Entries supplied:
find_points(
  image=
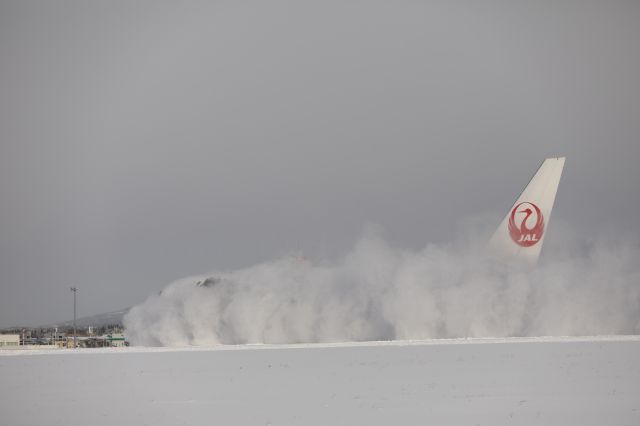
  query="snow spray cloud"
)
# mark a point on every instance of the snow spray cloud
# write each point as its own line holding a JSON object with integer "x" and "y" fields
{"x": 377, "y": 292}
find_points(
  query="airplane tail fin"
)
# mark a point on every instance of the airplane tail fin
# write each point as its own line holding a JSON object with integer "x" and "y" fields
{"x": 521, "y": 234}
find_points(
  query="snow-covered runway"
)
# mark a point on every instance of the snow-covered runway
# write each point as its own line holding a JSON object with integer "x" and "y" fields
{"x": 586, "y": 381}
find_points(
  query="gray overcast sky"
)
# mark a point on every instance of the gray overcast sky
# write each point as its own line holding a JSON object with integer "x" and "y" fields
{"x": 141, "y": 142}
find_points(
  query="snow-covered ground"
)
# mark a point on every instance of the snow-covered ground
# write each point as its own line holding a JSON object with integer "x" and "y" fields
{"x": 585, "y": 381}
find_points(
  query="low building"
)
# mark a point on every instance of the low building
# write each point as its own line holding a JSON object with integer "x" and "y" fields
{"x": 9, "y": 340}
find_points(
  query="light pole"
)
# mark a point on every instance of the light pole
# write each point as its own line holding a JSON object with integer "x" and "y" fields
{"x": 75, "y": 341}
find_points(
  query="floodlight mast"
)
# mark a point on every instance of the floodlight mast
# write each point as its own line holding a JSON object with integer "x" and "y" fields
{"x": 75, "y": 337}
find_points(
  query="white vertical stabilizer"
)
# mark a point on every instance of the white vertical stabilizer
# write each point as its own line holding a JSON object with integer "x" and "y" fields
{"x": 521, "y": 234}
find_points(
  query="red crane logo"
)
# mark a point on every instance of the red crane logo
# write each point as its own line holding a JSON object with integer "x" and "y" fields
{"x": 520, "y": 233}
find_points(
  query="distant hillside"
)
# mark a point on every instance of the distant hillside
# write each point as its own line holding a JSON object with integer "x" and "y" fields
{"x": 109, "y": 318}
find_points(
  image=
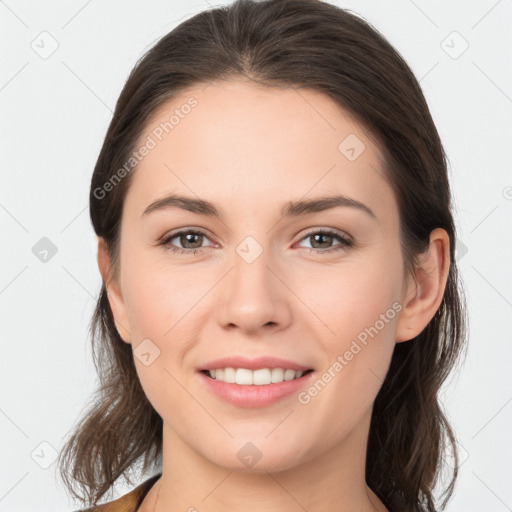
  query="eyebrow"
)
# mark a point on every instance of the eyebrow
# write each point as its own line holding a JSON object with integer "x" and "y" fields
{"x": 290, "y": 209}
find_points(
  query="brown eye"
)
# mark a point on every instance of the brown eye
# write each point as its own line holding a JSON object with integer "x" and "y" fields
{"x": 190, "y": 241}
{"x": 322, "y": 240}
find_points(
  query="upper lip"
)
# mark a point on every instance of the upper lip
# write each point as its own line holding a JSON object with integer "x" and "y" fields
{"x": 254, "y": 364}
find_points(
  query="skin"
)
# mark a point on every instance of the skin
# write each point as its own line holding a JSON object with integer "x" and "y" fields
{"x": 249, "y": 150}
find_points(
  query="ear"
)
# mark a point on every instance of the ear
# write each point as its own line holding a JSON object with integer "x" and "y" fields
{"x": 425, "y": 290}
{"x": 115, "y": 296}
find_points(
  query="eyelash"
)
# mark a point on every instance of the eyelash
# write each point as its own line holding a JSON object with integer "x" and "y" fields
{"x": 345, "y": 243}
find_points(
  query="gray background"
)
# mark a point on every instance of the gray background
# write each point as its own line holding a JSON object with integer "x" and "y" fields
{"x": 55, "y": 109}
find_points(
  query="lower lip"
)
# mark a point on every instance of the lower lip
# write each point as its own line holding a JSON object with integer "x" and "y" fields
{"x": 252, "y": 396}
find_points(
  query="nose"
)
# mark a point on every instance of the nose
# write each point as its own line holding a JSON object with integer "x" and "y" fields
{"x": 253, "y": 296}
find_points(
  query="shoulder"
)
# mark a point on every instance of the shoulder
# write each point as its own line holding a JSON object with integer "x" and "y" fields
{"x": 127, "y": 503}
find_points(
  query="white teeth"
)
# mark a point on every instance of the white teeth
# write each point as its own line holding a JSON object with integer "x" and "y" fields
{"x": 259, "y": 377}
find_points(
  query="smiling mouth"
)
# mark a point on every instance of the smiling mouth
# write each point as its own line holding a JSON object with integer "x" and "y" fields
{"x": 246, "y": 377}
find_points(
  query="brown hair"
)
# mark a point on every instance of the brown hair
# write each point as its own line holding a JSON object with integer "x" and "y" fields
{"x": 290, "y": 43}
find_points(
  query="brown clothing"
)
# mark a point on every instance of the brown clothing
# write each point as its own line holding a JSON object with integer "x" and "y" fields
{"x": 130, "y": 502}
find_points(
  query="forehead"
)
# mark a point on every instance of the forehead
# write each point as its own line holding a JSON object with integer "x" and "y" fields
{"x": 254, "y": 145}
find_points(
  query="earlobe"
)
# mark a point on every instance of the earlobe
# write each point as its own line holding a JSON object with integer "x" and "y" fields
{"x": 426, "y": 288}
{"x": 115, "y": 297}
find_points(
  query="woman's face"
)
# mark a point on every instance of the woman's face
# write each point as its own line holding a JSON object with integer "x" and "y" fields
{"x": 258, "y": 280}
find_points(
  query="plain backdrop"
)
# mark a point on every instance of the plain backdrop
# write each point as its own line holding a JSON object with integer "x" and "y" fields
{"x": 63, "y": 66}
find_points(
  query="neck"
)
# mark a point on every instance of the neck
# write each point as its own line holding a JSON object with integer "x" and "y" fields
{"x": 330, "y": 481}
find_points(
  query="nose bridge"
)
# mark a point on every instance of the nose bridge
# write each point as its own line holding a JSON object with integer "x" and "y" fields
{"x": 252, "y": 295}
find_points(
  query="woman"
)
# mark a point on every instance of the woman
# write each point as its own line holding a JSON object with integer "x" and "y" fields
{"x": 280, "y": 301}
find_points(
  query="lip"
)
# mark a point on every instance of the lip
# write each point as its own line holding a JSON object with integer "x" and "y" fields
{"x": 253, "y": 396}
{"x": 254, "y": 364}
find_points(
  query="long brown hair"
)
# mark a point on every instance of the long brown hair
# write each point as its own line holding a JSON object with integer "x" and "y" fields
{"x": 286, "y": 43}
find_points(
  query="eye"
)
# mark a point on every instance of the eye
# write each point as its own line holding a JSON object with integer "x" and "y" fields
{"x": 193, "y": 237}
{"x": 325, "y": 237}
{"x": 191, "y": 241}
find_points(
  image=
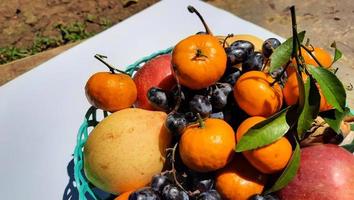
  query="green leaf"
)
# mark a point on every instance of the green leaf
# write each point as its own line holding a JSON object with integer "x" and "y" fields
{"x": 289, "y": 172}
{"x": 337, "y": 53}
{"x": 349, "y": 147}
{"x": 282, "y": 54}
{"x": 331, "y": 87}
{"x": 301, "y": 88}
{"x": 334, "y": 118}
{"x": 265, "y": 132}
{"x": 311, "y": 107}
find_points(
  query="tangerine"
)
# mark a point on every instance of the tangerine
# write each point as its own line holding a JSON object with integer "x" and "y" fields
{"x": 239, "y": 180}
{"x": 321, "y": 55}
{"x": 255, "y": 95}
{"x": 207, "y": 147}
{"x": 199, "y": 61}
{"x": 268, "y": 159}
{"x": 123, "y": 196}
{"x": 246, "y": 125}
{"x": 111, "y": 92}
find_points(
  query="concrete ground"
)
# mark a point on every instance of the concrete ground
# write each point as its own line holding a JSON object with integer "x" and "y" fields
{"x": 324, "y": 21}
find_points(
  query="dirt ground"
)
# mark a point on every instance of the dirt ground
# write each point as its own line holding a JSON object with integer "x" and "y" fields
{"x": 22, "y": 20}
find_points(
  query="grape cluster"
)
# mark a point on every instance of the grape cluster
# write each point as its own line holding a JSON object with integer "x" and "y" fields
{"x": 185, "y": 106}
{"x": 162, "y": 187}
{"x": 216, "y": 101}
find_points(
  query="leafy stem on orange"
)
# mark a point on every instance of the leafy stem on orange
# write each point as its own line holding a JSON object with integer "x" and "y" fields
{"x": 179, "y": 91}
{"x": 191, "y": 9}
{"x": 110, "y": 67}
{"x": 278, "y": 78}
{"x": 173, "y": 170}
{"x": 311, "y": 54}
{"x": 227, "y": 37}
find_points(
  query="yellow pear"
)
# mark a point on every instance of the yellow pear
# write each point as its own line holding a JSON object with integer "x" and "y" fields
{"x": 126, "y": 149}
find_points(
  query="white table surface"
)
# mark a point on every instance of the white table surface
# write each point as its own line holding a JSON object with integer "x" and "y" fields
{"x": 41, "y": 111}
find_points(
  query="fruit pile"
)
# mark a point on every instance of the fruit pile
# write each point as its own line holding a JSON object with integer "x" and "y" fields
{"x": 221, "y": 118}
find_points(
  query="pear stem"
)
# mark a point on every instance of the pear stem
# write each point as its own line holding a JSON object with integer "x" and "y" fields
{"x": 191, "y": 9}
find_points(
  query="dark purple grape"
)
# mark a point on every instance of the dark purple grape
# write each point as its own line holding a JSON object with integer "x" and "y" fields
{"x": 269, "y": 45}
{"x": 171, "y": 192}
{"x": 200, "y": 104}
{"x": 271, "y": 197}
{"x": 265, "y": 197}
{"x": 158, "y": 182}
{"x": 225, "y": 87}
{"x": 257, "y": 197}
{"x": 191, "y": 117}
{"x": 205, "y": 185}
{"x": 160, "y": 99}
{"x": 239, "y": 51}
{"x": 218, "y": 99}
{"x": 232, "y": 77}
{"x": 209, "y": 195}
{"x": 253, "y": 63}
{"x": 176, "y": 123}
{"x": 217, "y": 115}
{"x": 144, "y": 194}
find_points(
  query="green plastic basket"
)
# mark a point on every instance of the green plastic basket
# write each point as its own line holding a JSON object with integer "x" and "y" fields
{"x": 83, "y": 186}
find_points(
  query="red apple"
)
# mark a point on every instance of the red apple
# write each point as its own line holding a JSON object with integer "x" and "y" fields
{"x": 326, "y": 172}
{"x": 157, "y": 72}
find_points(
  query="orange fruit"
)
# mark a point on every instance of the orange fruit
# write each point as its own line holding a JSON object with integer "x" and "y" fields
{"x": 123, "y": 196}
{"x": 291, "y": 92}
{"x": 255, "y": 95}
{"x": 199, "y": 61}
{"x": 111, "y": 92}
{"x": 246, "y": 125}
{"x": 207, "y": 148}
{"x": 239, "y": 180}
{"x": 268, "y": 159}
{"x": 321, "y": 55}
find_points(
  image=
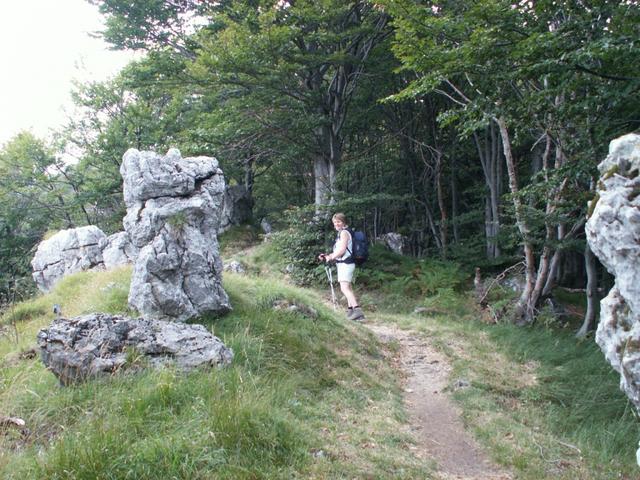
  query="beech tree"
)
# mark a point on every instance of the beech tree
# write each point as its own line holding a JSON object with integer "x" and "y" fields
{"x": 311, "y": 52}
{"x": 516, "y": 65}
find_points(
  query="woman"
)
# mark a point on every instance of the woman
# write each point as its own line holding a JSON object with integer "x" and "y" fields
{"x": 344, "y": 263}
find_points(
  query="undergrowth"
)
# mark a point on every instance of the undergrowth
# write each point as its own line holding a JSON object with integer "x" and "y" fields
{"x": 311, "y": 395}
{"x": 305, "y": 397}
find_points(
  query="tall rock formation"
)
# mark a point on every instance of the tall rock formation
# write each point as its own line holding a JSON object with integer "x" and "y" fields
{"x": 174, "y": 207}
{"x": 613, "y": 233}
{"x": 68, "y": 251}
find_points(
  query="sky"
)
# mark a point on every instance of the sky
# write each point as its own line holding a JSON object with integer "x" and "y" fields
{"x": 44, "y": 46}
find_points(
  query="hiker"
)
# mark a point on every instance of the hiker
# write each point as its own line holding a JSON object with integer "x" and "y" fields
{"x": 342, "y": 255}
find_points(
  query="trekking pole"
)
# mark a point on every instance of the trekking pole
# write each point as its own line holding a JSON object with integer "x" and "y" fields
{"x": 327, "y": 270}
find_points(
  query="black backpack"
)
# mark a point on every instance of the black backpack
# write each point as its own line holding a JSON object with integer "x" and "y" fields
{"x": 360, "y": 252}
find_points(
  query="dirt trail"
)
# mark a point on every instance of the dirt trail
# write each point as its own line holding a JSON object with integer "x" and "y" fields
{"x": 435, "y": 419}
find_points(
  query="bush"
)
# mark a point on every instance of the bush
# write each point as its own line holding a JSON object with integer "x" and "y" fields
{"x": 301, "y": 242}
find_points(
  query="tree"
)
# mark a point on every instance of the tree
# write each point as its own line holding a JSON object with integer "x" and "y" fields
{"x": 514, "y": 65}
{"x": 312, "y": 53}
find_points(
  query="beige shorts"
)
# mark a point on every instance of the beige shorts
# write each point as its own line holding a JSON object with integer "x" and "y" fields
{"x": 345, "y": 271}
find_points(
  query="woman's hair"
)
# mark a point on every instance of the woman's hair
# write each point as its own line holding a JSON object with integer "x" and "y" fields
{"x": 340, "y": 216}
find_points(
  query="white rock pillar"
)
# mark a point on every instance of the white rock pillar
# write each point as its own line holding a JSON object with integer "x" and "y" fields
{"x": 174, "y": 206}
{"x": 613, "y": 233}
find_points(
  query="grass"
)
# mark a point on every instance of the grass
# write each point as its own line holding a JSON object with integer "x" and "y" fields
{"x": 310, "y": 395}
{"x": 305, "y": 397}
{"x": 544, "y": 404}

Your objective: Read the data above and pull out each line that holds the string "backpack".

Reply to the exercise:
  query="black backpack"
# mark a point on every instance of the black backpack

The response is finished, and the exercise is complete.